## Passage to read
Studio album by Darkthrone
- Released: 10 March 2003
- Recorded: December 2002
- Studios: Pan lydstudio (Oslo, Norway)
- Genre: Black metal
- Length: 38:47
- Label: Moonfog Productions
- Producer: Darkthrone

Darkthrone chronology
| Plaguewielder (2001) | Hate Them (2003) | Sardonic Wrath (2004) |

= Hate Them =

Hate Them is the ninth studio album by Norwegian black metal band, Darkthrone. It was released 10 March 2003 by Moonfog Productions. Like their subsequent release, Sardonic Wrath, the album had an electronic intro and outro created by Lars Sørensen (aka LRZ) from Red Harvest. The cover image was the work of Eric Syre from Thesyre, and incorporated images of the Sagrada Família Catholic church in Barcelona. In 2012, the album was reissued by Peaceville Records, including a bonus CD with audio commentary by the band.

## Raw data
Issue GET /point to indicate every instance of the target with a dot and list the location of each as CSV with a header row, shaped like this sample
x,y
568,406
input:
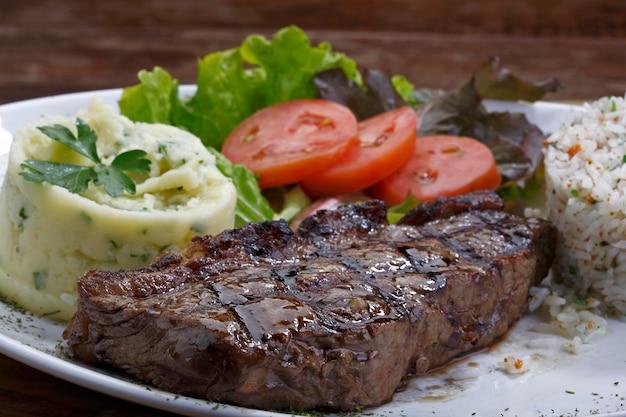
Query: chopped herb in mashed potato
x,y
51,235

## Parts of the exercise
(1) List every Darkthrone album the article on Hate Them names, with the year it gives for each.
(2) Copy out the passage of the article on Hate Them starting with "- Genre: Black" and going on through "by the band.".

## Completed exercise
(1) Plaguewielder (2001), Hate Them (2003), Sardonic Wrath (2004)

(2)
- Genre: Black metal
- Length: 38:47
- Label: Moonfog Productions
- Producer: Darkthrone

Darkthrone chronology
| Plaguewielder (2001) | Hate Them (2003) | Sardonic Wrath (2004) |

= Hate Them =

Hate Them is the ninth studio album by Norwegian black metal band, Darkthrone. It was released 10 March 2003 by Moonfog Productions. Like their subsequent release, Sardonic Wrath, the album had an electronic intro and outro created by Lars Sørensen (aka LRZ) from Red Harvest. The cover image was the work of Eric Syre from Thesyre, and incorporated images of the Sagrada Família Catholic church in Barcelona. In 2012, the album was reissued by Peaceville Records, including a bonus CD with audio commentary by the band.